● **PROMPT**
Continue the discussion of hell in Rob Bell's book Love Wins from the point at which it ends.

● **TEXT BLOCK**
———
Because of the firestorm created, I am beginning these discussions of Rob Bell’s book, Love Wins: A Book About Heaven, Hell, and the Fate of Every Person Who Ever Lived, with a prayer. I am asking that you pause quietly and slow down enough to pray this prayer as the way to approach this entire series:
O Lord, you have taught us that without love whatever we do is worth nothing:
Send your Holy Spirit and pour into my heart your greatest gift,
which is love, the true bond of peace and of all virtue,
without which whoever lives is accounted dead before you.
Grant this for the sake of your only Son Jesus Christ,
who lives and reigns with you and the Holy Spirit, one God,
now and for ever. Amen.†
Hell. That’s the subject of conversation today. And God. Our view of God is implicit and explicit in our view of hell. The question then is what view of God is suggested by your view of hell? And, how does your view of God shape your view of hell? [Forgot: If you like this conversation, please FB share it or Retweet it.... thanks.]
I want us to sit back for a moment to consider the single-most important problem Rob Bell is facing and seeking to resolve in this book. That problem for him is how many in the church, and by and large most in the 19th and 20th Century of American evangelicals, have understood hell and who and how many populate hell. And what that view implies about God. Here are the three big facts, and you correct me if I’m wrong here.
Those who have heard the gospel and who have accepted it will go to heaven.
Those who have heard the gospel and not accepted it will go to hell.
Those who have not heard the gospel will also go to hell.
I am aware that some, I don’t know how many, believe in a fourth line:
Those who have not heard the gospel may be in a special class, and could be judged in a different way — on the basis of the light they have received from natural revelation. [At the end of this post I briefly discuss other options.]
But my experience in the evangelical world, which historically has been more or less exclusivist (salvation only in Christ, but also understood as consciously responding in this life to the preaching of the gospel itself [again see end of this post]), does not lead me to believe that there’s much reason for hope for those who have not heard. And there’s no hope for those who have heard and who have not accepted the gospel. Yes, some are much more optimistic about the fate of those who have never heard the good news about Jesus Christ, but Rob is not responding to the optimistic evangelical.
But this sketch of three or four points isn’t all of Rob Bell’s problem.
If one takes that third fact seriously, and many evangelicals have done just that, it means that most — let’s say the vast majority — of humans will go to hell because most have not heard the gospel at all. And vast numbers who have have not accepted it. Witness contemporary Europe for instance, or much of Russia. Add now to this the millions and millions in the Far East, most of those in African until the missionary movement, those in Muslim countries and millions in South America and other places not mentioned on this good globe of ours… and then add to this those who a thousand years or ago in far off places … you get the picture. The problem that arises from these three (or four) facts is that God created millions and millions of human beings over time and only a select number of them will go to heaven. The problem that arises, therefore, entails what we believe about God.
———
● **Records**
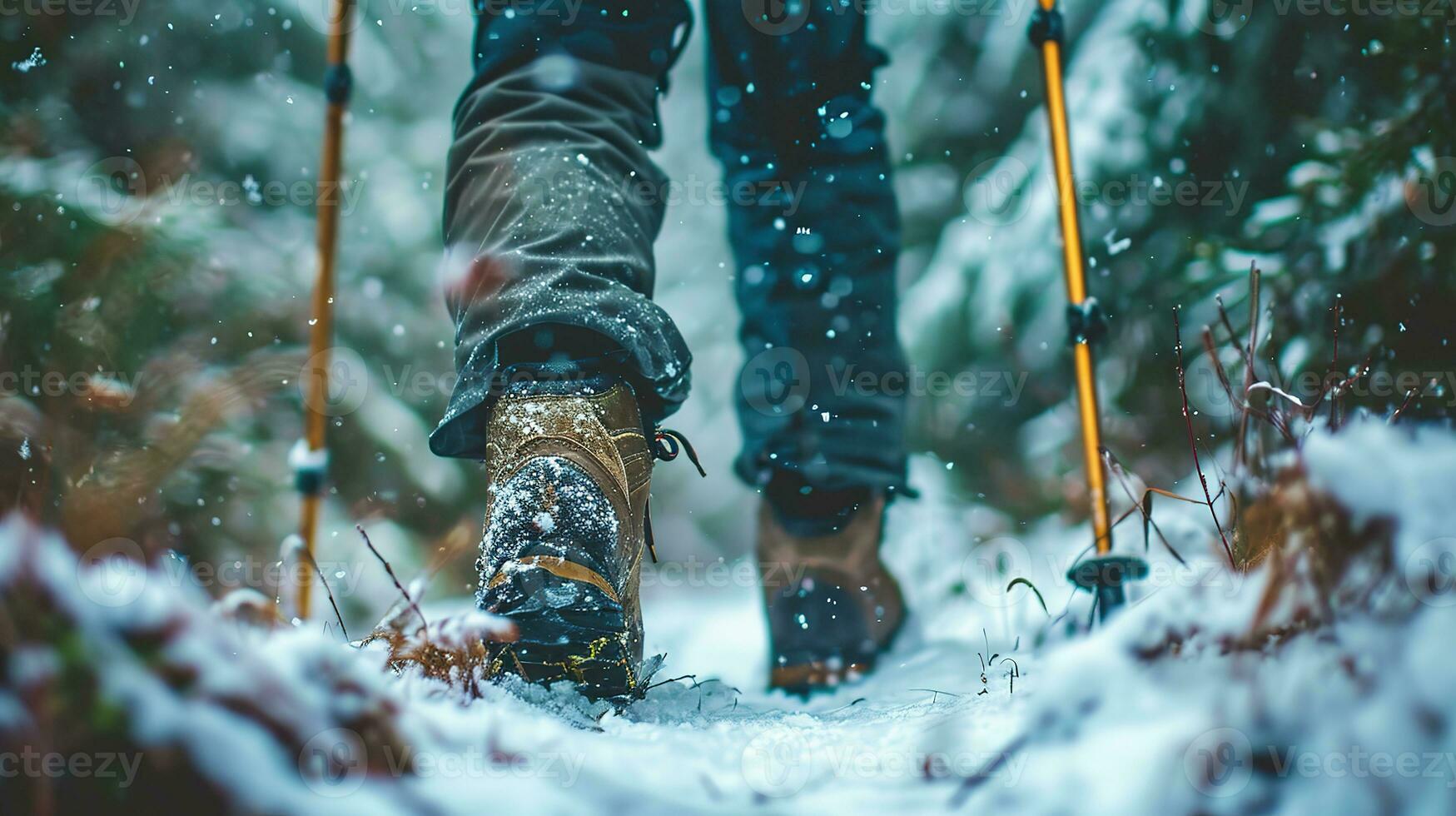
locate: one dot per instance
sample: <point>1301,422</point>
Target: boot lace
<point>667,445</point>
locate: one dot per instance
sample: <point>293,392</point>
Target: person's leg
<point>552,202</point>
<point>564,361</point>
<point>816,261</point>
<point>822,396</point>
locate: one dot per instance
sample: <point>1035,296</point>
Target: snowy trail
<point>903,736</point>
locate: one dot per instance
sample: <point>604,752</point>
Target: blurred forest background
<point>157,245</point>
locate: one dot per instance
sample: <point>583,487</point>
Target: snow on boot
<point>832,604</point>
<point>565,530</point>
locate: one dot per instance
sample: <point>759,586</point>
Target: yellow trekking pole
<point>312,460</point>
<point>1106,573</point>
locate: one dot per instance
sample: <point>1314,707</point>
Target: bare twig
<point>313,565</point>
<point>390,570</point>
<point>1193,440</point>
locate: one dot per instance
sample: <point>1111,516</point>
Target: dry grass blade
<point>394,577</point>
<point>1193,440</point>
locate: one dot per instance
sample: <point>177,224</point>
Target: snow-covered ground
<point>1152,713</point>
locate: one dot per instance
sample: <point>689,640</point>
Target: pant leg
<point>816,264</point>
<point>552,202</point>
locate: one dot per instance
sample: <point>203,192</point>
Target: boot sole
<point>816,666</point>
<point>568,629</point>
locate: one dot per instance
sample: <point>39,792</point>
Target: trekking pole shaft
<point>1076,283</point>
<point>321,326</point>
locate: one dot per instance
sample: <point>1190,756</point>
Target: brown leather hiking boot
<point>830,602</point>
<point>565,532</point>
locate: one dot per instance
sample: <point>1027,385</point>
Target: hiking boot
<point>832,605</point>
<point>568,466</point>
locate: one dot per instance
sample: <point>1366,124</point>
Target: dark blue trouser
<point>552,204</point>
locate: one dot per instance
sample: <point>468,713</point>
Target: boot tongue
———
● **REPLY TO THE TASK**
Of course, there are some theologians and probably loads of Christians who have believed otherwise. But the fact is that if one believes salvation is only in Christ (exclusivism) and and that to be a believer one must consciously believe the gospel, then Rob Bell’s caricatures or exaggerations are not as far fetched as some might be suggesting. And the more one fudges in the direction of inclusivism — that there’s a wideness in God’s mercy, or that there’s a different judgment for those who have not heard (and it’s merciful etc etc), that those who died before they were born, or before the age of accountability, etc — the less one fits the stronger exclusivist category. It’s fair to ask “Why infants who die will be saved but not those who have never heard?” And it’s fair to ask “If infants can be saved, why not others?”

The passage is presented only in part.